Task directions: Lines from the one containing "Can you locate the white column" through the end of the data are to be returned exactly, and no others.

Information provided:
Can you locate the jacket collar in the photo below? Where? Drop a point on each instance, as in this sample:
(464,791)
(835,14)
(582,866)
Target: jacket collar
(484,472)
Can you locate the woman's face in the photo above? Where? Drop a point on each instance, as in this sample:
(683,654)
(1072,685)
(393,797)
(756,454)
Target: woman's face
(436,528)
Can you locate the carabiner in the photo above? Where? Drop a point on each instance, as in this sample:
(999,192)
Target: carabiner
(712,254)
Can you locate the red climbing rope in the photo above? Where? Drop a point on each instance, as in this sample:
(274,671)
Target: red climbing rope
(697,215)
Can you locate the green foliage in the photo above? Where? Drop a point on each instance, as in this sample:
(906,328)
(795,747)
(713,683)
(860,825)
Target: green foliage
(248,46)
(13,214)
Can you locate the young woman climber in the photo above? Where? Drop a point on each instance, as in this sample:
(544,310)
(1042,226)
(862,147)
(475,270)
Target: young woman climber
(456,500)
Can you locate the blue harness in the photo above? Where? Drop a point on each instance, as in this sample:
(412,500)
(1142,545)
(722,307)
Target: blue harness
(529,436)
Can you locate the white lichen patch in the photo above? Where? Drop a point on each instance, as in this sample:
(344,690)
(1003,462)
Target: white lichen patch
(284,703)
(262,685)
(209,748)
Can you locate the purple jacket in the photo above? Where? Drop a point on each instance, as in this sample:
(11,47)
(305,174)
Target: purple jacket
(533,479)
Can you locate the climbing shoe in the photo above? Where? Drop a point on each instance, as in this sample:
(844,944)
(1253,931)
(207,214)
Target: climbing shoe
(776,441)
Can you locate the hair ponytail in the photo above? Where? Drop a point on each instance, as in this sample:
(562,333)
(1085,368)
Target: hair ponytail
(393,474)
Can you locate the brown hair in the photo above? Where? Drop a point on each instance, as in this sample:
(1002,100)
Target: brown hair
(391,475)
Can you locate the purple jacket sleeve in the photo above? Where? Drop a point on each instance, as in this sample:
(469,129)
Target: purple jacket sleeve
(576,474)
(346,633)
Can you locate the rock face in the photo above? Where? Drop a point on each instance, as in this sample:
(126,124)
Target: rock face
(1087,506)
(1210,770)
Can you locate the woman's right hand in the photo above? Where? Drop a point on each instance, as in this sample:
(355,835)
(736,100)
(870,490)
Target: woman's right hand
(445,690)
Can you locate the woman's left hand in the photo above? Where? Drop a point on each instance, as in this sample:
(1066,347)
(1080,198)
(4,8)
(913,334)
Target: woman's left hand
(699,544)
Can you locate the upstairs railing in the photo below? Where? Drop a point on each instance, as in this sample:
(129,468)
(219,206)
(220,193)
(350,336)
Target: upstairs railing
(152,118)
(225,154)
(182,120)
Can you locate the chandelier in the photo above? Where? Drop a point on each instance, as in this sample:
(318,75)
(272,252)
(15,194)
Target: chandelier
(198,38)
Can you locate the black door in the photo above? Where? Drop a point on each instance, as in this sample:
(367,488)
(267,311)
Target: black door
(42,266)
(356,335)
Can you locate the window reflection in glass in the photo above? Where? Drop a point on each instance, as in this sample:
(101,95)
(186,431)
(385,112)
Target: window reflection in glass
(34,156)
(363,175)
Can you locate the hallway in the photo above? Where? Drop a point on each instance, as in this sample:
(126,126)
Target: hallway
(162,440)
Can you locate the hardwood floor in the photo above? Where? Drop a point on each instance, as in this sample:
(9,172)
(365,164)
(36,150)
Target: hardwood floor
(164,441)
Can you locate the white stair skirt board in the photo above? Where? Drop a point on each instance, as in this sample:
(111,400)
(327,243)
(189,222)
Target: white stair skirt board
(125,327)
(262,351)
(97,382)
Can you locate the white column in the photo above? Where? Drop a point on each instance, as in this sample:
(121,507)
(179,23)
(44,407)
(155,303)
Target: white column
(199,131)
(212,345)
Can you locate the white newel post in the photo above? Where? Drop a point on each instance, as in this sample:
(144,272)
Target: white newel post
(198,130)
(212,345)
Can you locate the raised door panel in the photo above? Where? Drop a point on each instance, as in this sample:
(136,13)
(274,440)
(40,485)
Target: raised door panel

Exercise output:
Can you locate the white column in the photo above? Where? Drop a point on each instance, as in this sample:
(121,507)
(179,23)
(44,407)
(155,303)
Target: white column
(199,131)
(212,345)
Can you locate the white newel post in the photo above? Where? Drop a point on each instance, as in this sample:
(144,272)
Target: white newel post
(198,130)
(212,345)
Can you locate the raised door panel in the photo above? Where? Drop a point on each instance, as in this sample:
(136,13)
(274,440)
(40,485)
Target: raised door panel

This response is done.